• SOURCE RECORDS:
......

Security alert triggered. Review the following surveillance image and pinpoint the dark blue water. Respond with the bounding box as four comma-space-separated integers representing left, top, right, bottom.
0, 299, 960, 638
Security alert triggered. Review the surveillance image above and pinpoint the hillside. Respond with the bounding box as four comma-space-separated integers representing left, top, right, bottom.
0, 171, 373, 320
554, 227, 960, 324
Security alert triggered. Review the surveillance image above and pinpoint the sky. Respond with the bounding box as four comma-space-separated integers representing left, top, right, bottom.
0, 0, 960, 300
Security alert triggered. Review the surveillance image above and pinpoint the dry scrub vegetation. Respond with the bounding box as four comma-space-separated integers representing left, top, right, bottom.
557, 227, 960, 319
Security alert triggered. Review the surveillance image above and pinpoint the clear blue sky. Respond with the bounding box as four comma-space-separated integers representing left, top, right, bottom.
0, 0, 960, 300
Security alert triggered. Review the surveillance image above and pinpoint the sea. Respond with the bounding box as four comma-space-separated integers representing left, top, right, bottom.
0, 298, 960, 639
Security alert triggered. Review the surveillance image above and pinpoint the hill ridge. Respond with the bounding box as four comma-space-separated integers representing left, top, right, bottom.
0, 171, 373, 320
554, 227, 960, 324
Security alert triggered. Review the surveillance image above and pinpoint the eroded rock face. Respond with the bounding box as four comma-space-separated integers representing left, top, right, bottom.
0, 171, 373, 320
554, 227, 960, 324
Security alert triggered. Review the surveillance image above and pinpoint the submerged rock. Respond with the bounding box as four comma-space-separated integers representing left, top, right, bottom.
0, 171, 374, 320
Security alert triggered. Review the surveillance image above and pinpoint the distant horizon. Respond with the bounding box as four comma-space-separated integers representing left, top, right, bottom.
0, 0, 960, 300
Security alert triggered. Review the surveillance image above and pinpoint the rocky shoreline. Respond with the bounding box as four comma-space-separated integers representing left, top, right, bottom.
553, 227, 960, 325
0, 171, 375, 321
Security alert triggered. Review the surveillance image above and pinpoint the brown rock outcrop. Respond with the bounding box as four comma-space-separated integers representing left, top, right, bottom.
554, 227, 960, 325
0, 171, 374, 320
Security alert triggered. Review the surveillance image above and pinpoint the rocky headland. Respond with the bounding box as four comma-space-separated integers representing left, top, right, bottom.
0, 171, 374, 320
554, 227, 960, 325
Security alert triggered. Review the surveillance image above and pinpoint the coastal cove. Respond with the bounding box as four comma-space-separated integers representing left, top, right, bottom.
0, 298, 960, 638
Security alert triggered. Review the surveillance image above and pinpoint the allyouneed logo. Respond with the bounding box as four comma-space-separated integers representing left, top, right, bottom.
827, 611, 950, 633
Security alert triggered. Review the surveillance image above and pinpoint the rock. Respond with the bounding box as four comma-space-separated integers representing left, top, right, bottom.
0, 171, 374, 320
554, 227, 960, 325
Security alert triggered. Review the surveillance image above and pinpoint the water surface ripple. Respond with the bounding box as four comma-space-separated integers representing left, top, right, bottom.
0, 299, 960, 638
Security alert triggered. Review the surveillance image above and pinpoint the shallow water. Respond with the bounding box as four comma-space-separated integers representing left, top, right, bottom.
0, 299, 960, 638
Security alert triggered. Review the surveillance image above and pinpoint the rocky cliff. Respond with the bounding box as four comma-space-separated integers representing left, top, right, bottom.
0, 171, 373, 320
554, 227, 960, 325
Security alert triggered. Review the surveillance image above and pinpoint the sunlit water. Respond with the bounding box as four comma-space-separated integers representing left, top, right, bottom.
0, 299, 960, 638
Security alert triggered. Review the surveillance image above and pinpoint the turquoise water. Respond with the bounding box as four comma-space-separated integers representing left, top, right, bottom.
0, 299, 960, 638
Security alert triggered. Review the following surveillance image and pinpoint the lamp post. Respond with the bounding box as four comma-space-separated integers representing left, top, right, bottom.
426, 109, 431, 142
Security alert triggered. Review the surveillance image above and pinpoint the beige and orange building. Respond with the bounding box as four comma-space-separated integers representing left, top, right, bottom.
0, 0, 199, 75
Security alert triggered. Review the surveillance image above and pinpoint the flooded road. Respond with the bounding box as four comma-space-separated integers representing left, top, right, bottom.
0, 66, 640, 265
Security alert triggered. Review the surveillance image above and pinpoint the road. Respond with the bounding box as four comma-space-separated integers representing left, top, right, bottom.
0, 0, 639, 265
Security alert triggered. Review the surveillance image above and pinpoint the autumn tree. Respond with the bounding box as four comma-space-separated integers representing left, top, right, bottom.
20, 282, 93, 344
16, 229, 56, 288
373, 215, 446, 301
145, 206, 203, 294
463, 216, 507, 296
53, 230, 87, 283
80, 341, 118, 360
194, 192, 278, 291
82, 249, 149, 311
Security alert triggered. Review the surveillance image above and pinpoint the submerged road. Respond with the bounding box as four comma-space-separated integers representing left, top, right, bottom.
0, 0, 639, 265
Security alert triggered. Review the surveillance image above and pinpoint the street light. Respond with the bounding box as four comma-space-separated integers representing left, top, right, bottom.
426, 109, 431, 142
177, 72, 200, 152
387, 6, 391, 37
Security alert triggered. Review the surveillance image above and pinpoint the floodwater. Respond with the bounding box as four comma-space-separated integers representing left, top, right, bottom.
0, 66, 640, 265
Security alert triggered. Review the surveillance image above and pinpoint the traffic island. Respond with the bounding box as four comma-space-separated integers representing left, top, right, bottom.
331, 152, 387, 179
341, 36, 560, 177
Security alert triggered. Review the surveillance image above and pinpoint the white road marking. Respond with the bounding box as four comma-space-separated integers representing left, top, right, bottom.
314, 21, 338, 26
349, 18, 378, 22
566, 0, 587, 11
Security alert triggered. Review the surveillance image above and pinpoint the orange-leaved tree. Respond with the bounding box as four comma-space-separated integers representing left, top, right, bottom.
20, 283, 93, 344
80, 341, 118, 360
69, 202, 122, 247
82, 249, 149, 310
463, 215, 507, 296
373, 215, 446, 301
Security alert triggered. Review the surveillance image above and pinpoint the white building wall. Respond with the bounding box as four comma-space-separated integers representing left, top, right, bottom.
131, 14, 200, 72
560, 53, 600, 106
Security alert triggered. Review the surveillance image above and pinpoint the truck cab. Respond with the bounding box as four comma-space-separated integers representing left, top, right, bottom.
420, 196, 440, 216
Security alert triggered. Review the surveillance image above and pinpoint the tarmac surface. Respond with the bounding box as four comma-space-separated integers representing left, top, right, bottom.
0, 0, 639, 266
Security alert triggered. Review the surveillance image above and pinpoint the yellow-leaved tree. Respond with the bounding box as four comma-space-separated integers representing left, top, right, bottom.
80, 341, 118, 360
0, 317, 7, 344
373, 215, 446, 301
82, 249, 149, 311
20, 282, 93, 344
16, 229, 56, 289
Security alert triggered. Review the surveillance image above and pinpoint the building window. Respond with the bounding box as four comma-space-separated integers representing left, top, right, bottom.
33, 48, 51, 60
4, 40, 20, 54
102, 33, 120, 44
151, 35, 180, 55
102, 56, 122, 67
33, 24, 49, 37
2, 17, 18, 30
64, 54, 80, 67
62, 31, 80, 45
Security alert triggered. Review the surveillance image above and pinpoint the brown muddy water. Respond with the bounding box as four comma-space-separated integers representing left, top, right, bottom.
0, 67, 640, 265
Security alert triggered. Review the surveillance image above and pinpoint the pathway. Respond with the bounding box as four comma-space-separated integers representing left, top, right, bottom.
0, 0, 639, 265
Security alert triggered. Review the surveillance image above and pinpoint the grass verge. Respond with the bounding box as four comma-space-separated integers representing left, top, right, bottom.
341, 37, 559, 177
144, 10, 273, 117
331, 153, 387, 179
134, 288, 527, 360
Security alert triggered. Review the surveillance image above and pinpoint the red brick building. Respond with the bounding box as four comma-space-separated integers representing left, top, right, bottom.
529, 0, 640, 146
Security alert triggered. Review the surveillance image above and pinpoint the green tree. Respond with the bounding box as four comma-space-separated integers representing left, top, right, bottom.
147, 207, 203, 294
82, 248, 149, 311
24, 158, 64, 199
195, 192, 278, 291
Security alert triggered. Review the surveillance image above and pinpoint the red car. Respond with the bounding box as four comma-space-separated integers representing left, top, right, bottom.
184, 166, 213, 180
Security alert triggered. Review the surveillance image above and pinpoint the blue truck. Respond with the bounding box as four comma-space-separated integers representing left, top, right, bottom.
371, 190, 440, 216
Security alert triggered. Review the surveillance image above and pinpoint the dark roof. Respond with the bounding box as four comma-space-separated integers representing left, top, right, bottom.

......

• EXERCISE TASK: Please transcribe verbatim every line between the one holding "pinpoint the eroded" and the one holding "827, 611, 950, 633", inclusive.

• EXERCISE RESPONSE:
Security alert triggered. Review the surveillance image above and pinpoint the eroded rock face. Respond with the bounding box as four comma-space-separated integers representing left, top, right, bottom.
0, 171, 373, 320
554, 227, 960, 324
Security alert triggered. Review the surveillance image above and pinpoint the submerged rock. Respond with the bounding box as four comma-space-separated integers representing left, top, right, bottom.
0, 171, 374, 320
Security alert triggered. Review the surveillance image above and pinpoint the distant horizon. Respond with the bounding box as four comma-space-separated integers representing left, top, right, bottom.
0, 0, 960, 300
Security alert triggered. Review the surveillance image above and pinpoint the rocky shoreline. Respond with the bounding box as four comma-space-separated integers representing left, top, right, bottom.
553, 227, 960, 325
0, 171, 375, 321
Security alert triggered. Review the surveillance image above and pinpoint the brown rock outcrop. Respond with the bounding box as four comma-space-separated integers representing left, top, right, bottom.
554, 227, 960, 325
0, 171, 374, 320
Security alert triggered. Review the surveillance image above and pinpoint the rocky headland. Respond with the bounding box as four comma-space-separated integers representing left, top, right, bottom.
0, 171, 374, 320
554, 227, 960, 325
Security alert triggered. Review the surveillance image above and pinpoint the coastal cove. Respond with the bounding box as four comma-space-separated integers representing left, top, right, bottom.
0, 298, 960, 638
Security alert triggered. Review the surveillance image above and pinpoint the allyouneed logo. Respond with the bounding box as four comma-space-separated integers representing left, top, right, bottom.
827, 611, 950, 633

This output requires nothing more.